В 1968 году Егору было уже двенадцать лет. К тому времени они с отцом и матерью находились в Белграде два года.
В своей биографии он, уже вполне взрослый, напишет: «Веду семейный бюджет с 11 лет».
Это правда. В одиннадцать лет он заметил, с каким трудом даются отцу финансовые отчеты о работе корпункта «Правды», которые он должен был высылать в редакцию ежемесячно. Туда входили и телефонные счета, и представительские расходы, и плата за аренду квартиры, и многое другое.
Родители Тимур и Ариадна (Тимур всю жизнь звал ее Ридой, как и было заведено в семье Бажовых) стали из-за этого даже слегка ссориться. Тимура Аркадьевича невероятно бесила вся эта «копеечная» бухгалтерия, вся эта казенная процедура. Да, он умел и зарабатывать, и тратить деньги, но составлять финансовые отчеты ему не нравилось, жена тоже была от этого не в восторге. И вдруг их одиннадцатилетний сын предложил: «Давайте я это буду делать».
Вслед за финансовыми отчетами наступил следующий этап: и Егор спокойно подсчитал, какие деньги и на что может тратить их семья ежемесячно, не залезая в долги. Он дал им бумажку с цифрами все было как на ладони.
Родители были потрясены.

Задания:
1. Где, согласно отрывку о детстве Егора, к 1968 году уже два года жила его семья?
2. Продолжите отрывок о детстве Егора сразу после его последней фразы.

Показанные пункты:

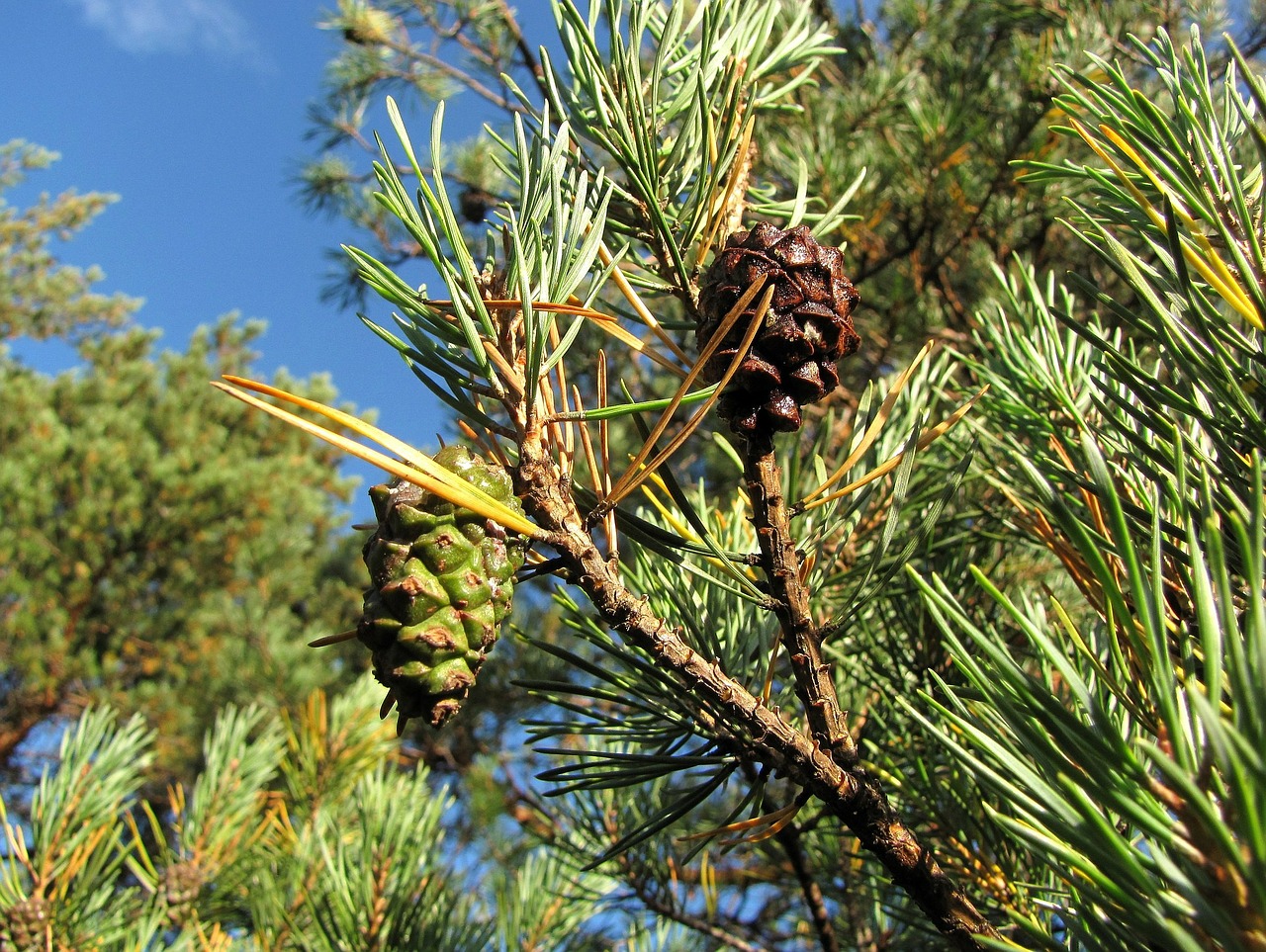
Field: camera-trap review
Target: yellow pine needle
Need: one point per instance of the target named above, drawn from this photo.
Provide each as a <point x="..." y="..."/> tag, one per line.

...

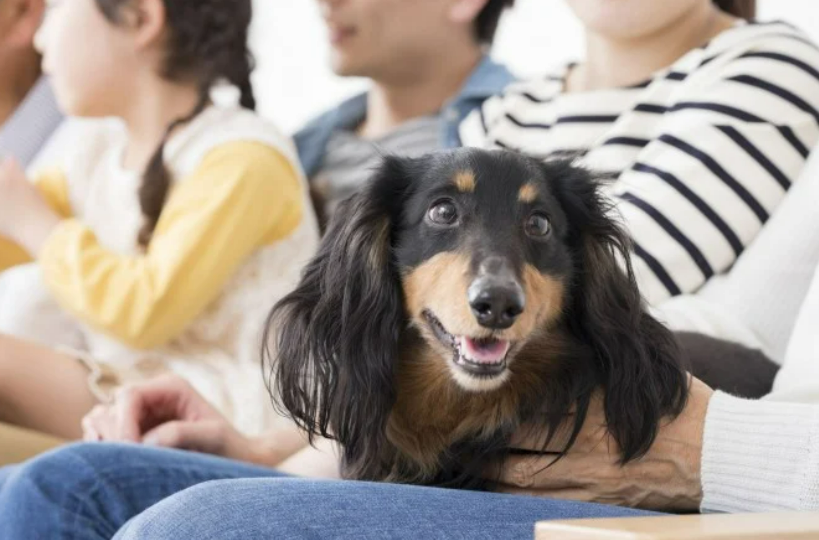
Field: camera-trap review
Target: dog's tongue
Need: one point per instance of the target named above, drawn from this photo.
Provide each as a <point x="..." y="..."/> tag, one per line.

Ответы к заданиям:
1. В Белграде.

2.
Вообще здесь, в Югославии, Егор многому научился. Сербские мальчишки были довольно задиристыми, спуску «чужим» не давали, и Егор научился себя защищать вместе с другими пацанами из «русской», то есть посольской, школы.
Он самостоятельно пошел на курсы английского и вскоре начал читать по-английски уже не только художественные, но и научные (в частности, экономические) книги.
Егор прочел многое из того, что в книжных магазинах в Белграде продавалось а в Москве нет.
Он продвинулся в тренировке своей юношеской «гиперпамяти», запоминая все от шахматных партий до страноведческой статистики и исторических фактов. Его голова почти лопалась от разнообразных сведений, которые он поглощал, как машина.
Было еще одно обстоятельство, о котором скромно и как бы между прочим упоминает Ариадна Павловна в фильме «Долгое время»: это быт. Белградский быт.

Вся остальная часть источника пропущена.